In the text on SME borrowing, what has replaced the pre-pandemic preference for longer-term loans?

▸ **Text shown**
══════════

2. Changes in Borrowing Patterns
Comparing pre-pandemic and 2025 borrowing behaviour reveals several trends:
Application rates
Pre-Pandemic: Steady growth, mostly traditional banking
Current Trends: More selective, cautious applications; some sectors underrepresented
Facility sizes
Pre-Pandemic: Moderate to large
Current Trends: Smaller, targeted facilities; focus on working capital rather than capex
Term preference
Pre-Pandemic: Longer-term loans preferred
Current Trends: Shift toward short-term or revolving credit lines
Product choice
Pre-Pandemic: Primarily bank loans
Current Trends: Increased use of alternative finance (invoice finance, peer-to-peer, asset-backed loans)
Flexibility vs fixed
Pre-Pandemic: Moderate flexibility
Current Trends: High demand for flexible drawdowns, early repayment options
The trend toward short-term, flexible borrowing reflects SMEs’ desire to manage risk proactively and avoid overcommitting in a volatile economic environment.
3. Alternative Finance Plays a Bigger Role
Post-pandemic, non-bank and alternative lenders have become a critical component of SME finance:
- Invoice finance and receivables-based lending provide liquidity tied directly to business activity.
- Peer-to-peer platforms and fintech lenders offer faster approval cycles, automated scoring, and more flexible terms.
- Specialist lenders allow businesses in sectors under-served by traditional banks to access credit tailored to operational realities.
Alternative finance has filled gaps left by cautious bank lending, particularly for smaller SMEs or those with unconventional risk profiles.
4. Psychological and Behavioural Factors
Beyond structural changes, behavioural shifts have influenced borrowing:
- Risk aversion: SMEs are more sensitive to financial shocks, leading to smaller, more conservative borrowing decisions.

══════════

▸ **Record set**
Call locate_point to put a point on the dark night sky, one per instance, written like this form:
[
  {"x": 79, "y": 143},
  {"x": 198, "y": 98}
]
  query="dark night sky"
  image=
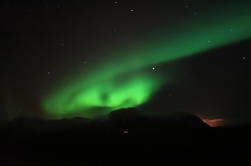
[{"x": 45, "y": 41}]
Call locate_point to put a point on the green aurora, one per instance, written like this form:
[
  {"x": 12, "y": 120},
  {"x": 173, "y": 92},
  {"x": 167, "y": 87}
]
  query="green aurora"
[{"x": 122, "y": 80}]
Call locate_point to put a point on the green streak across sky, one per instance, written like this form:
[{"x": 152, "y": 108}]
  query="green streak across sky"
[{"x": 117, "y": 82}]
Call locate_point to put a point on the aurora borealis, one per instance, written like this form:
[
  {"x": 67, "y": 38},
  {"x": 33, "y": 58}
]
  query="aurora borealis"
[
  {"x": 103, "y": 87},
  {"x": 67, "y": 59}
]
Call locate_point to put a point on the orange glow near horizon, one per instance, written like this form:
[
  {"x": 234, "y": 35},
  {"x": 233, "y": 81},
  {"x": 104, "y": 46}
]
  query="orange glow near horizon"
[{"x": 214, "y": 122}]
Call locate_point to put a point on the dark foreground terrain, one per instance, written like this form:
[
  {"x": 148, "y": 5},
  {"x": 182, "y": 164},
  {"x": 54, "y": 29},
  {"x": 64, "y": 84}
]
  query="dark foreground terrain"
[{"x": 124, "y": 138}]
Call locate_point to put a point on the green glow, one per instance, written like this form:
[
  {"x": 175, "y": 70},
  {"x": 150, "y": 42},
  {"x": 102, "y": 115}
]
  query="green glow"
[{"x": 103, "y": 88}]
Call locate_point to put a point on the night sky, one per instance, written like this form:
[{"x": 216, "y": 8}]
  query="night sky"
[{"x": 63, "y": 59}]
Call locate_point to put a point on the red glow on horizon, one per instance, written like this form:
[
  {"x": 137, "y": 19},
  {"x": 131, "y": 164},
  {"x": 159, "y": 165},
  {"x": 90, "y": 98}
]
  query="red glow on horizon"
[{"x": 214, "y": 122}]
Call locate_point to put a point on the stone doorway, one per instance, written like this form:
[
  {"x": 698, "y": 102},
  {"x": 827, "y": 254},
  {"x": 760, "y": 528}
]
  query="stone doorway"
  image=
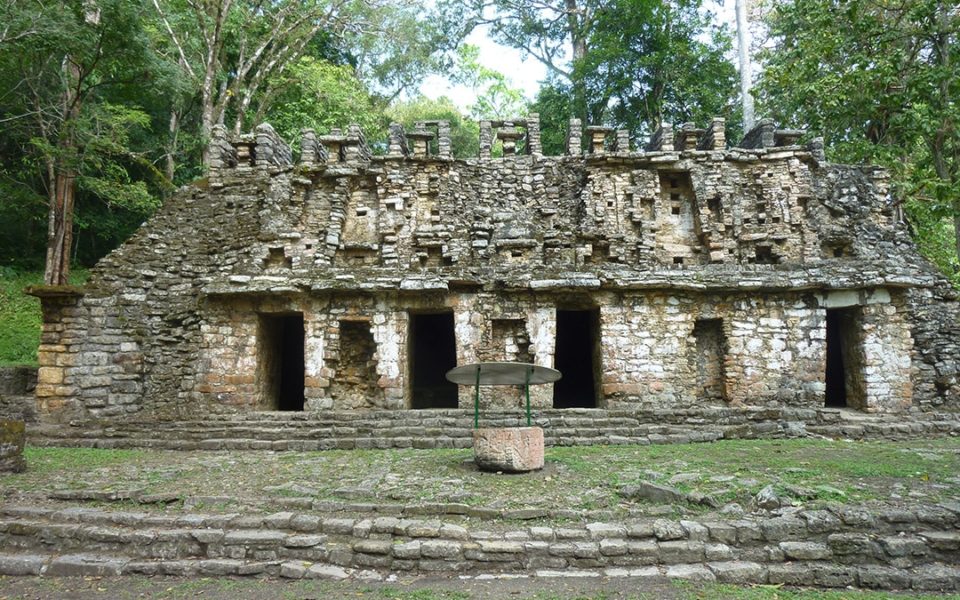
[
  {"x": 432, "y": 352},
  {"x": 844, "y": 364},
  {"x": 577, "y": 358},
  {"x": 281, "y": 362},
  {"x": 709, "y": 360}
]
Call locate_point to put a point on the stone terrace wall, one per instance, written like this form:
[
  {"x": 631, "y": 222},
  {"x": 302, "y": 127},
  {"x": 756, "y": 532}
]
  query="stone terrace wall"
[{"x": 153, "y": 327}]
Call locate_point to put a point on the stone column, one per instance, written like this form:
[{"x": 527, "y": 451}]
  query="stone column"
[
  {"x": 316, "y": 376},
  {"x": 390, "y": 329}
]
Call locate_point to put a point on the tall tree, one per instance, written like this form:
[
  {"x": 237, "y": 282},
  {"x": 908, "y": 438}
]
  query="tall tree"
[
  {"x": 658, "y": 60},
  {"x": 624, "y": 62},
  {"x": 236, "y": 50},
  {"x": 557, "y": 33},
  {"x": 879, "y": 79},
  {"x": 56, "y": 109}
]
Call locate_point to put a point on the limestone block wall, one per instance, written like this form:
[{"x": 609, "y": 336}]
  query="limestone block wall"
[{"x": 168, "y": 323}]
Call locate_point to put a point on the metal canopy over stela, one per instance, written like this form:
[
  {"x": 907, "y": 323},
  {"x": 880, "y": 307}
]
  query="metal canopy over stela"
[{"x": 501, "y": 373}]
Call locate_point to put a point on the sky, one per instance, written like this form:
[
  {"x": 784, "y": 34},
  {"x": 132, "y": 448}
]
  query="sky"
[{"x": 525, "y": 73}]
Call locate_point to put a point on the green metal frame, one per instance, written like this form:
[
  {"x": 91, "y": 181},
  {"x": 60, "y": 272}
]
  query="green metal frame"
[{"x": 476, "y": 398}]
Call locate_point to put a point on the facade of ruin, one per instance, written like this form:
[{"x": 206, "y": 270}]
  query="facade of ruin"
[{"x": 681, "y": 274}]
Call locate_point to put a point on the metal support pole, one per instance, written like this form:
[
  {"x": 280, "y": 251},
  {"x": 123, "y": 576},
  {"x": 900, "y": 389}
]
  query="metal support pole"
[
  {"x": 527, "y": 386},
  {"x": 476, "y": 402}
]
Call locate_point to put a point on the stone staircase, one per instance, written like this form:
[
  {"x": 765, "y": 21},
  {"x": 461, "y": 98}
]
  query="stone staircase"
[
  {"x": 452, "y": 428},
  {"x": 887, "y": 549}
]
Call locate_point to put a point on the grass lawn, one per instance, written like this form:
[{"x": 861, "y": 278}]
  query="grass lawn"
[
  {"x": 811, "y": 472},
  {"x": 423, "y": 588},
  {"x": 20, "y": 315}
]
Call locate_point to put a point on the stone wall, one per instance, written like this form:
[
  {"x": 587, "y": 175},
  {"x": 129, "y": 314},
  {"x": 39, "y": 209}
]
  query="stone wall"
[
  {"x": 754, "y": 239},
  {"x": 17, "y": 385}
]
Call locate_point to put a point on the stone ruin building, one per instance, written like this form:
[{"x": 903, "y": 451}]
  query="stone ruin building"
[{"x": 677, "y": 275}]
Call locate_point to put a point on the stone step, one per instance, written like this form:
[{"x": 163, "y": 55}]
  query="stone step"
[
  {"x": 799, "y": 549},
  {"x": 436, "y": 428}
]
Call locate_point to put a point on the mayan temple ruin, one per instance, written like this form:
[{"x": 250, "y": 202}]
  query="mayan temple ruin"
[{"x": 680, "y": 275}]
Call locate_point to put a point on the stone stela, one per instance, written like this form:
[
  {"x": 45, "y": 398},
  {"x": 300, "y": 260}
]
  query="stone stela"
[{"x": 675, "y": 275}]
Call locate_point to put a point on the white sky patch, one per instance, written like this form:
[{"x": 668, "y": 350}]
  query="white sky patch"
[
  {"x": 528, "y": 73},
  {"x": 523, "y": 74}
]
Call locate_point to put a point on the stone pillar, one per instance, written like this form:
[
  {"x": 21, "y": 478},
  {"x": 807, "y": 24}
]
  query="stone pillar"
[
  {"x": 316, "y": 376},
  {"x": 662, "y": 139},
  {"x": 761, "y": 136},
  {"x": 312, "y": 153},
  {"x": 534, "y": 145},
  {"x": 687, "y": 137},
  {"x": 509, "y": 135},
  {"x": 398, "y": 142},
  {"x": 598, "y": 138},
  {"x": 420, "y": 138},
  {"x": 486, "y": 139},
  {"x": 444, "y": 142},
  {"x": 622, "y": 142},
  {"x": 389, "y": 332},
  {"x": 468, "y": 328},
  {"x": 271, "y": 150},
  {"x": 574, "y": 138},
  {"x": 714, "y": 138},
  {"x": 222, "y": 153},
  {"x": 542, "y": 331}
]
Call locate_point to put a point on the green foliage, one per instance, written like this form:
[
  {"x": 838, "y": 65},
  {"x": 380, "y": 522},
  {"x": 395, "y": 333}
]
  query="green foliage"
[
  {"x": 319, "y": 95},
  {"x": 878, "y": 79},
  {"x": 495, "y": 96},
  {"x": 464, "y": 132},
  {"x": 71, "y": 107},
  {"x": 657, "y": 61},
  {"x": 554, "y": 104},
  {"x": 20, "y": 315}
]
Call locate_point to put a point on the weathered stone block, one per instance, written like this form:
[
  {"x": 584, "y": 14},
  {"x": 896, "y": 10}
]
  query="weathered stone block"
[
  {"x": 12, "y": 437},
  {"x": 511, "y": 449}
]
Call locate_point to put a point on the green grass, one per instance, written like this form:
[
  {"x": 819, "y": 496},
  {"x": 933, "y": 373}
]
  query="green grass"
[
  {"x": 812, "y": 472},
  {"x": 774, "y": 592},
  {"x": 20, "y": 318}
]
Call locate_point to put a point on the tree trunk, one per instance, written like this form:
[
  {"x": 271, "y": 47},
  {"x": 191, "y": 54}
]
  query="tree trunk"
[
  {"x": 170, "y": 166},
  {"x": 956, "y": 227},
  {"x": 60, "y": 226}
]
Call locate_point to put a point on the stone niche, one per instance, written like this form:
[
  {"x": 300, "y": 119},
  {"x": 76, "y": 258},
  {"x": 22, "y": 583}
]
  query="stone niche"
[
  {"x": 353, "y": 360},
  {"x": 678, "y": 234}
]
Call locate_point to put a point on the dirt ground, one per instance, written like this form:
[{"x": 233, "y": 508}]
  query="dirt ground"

══════════

▸ **Task output**
A shift toward short-term or revolving credit lines.